_TO-DO LIST_
a – In the Prometheus text below, print the passage starting with "Prometheus: A Recursively" and going on through "author: Alex_Zhang@cate.org (†)".
b – From the Prometheus text below, list every image classification benchmark named in the abstract, each with the accuracy reported for it.
──────── TEXT ────────
Prometheus: A Recursively Self-Improving NAS System
- Alex Zhang
- Sep 3
- 8 min read
Authors: Alex Zhekai Zhang†; Hui Liu
Affiliations: Cate School, Carpinteria, CA, USA; Missouri State University, Springfield, MO, USA
Corresponding author: Alex_Zhang@cate.org (†)
Abstract
Neural Architecture Search (NAS) automates model design, but for systems involving a Reinforcement Learning (RL) controller, one limitation is the fixed intelligence of the controller itself. We introduce Prometheus, a proof-of-concept NAS system that addresses this barrier through recursive self-improvement. Prometheus utilizes an RL agent that not only edits a target convolutional neural network using network morphism but also modifies its own architecture. This self-editing allows it to increase its intellectual capacity to achieve better rewards. We demonstrate that this approach, combining a self-editing GNN controller with heuristic-driven adaptation, achieves competitive performance on standard image classification benchmarks like CIFAR-10 (95.47%±0.60%), SVHN (97.09%±0.15%), and Fashion-MNIST (95.57%±0.20%), opening a new avenue of research in self-improving AI.
──────── STORED ROWS ────────
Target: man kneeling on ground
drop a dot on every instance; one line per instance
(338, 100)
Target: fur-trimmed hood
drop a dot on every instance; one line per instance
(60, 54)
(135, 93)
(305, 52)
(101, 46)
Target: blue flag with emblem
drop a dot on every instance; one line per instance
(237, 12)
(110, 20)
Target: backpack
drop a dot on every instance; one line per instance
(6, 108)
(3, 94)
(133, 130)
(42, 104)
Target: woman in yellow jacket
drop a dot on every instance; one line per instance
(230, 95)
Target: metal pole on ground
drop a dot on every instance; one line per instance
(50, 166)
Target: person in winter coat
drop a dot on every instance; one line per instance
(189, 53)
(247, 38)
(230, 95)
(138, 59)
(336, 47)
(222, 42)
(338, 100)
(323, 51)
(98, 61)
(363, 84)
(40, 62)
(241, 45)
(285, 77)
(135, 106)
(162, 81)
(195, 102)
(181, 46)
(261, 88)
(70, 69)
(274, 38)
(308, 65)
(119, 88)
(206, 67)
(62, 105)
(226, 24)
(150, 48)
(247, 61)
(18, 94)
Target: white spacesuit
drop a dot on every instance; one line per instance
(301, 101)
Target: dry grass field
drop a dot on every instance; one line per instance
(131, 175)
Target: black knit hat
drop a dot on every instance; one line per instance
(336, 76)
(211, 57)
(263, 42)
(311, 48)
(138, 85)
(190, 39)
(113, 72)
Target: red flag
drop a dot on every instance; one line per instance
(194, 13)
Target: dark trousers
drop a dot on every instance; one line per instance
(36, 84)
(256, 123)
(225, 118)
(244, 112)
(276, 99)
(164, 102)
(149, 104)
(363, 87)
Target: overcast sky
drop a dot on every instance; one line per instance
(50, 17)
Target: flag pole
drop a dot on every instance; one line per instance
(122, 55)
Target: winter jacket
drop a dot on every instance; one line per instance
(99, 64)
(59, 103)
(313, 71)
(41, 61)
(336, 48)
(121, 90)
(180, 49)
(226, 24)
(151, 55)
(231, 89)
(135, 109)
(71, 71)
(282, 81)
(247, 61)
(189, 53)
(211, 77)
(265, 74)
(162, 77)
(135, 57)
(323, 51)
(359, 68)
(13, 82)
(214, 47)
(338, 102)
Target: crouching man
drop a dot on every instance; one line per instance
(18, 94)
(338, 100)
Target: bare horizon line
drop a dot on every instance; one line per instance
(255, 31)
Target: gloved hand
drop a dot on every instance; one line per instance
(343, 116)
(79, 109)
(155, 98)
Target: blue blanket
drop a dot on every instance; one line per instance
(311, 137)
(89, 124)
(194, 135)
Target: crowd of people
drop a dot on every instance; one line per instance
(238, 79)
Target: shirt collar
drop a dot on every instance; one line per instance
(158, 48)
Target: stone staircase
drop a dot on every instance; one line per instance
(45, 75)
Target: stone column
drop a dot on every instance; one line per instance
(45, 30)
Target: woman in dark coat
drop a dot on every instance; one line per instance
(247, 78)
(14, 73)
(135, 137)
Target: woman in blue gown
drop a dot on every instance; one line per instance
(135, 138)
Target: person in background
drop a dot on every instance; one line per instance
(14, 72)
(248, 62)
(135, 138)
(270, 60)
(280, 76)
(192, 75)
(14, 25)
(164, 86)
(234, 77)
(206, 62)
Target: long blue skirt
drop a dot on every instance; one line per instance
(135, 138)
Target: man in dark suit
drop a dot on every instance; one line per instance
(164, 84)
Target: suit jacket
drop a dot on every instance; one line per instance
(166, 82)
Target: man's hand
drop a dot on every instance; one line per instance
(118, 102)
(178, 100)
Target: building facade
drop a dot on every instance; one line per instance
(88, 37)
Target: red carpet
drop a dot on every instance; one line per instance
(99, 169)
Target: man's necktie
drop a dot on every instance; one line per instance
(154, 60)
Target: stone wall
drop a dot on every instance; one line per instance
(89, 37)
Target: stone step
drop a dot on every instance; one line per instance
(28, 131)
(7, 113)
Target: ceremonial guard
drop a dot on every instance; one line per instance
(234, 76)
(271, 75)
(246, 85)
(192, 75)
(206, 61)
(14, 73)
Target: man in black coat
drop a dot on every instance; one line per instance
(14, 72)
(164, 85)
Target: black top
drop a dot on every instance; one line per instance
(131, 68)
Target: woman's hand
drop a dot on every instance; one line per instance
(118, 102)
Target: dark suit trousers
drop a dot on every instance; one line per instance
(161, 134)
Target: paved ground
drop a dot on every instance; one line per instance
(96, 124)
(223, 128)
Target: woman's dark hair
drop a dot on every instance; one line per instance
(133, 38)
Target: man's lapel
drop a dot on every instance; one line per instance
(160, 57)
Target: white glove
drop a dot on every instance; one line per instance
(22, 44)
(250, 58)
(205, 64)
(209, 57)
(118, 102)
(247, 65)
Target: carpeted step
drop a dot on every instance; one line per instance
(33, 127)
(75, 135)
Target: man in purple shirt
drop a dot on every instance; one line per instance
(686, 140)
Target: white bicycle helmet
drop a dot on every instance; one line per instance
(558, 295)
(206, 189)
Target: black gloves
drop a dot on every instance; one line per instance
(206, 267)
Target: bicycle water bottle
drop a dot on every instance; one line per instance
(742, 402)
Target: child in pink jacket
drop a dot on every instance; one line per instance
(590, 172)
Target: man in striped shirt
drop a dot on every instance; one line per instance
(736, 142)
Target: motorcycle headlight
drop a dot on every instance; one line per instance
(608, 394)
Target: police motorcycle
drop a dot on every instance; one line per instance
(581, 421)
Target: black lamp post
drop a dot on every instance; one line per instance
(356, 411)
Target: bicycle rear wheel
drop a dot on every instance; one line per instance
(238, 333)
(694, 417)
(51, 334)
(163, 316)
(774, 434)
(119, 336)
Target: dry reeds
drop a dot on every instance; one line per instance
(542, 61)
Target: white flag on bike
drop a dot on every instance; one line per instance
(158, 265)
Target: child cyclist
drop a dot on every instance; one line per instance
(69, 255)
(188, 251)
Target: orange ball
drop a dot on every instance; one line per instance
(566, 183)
────────
_RESPONSES BY TASK_
a –
Prometheus: A Recursively Self-Improving NAS System
- Alex Zhang
- Sep 3
- 8 min read
Authors: Alex Zhekai Zhang†; Hui Liu
Affiliations: Cate School, Carpinteria, CA, USA; Missouri State University, Springfield, MO, USA
Corresponding author: Alex_Zhang@cate.org (†)

b –
- CIFAR-10: 95.47%±0.60%
- SVHN: 97.09%±0.15%
- Fashion-MNIST: 95.57%±0.20%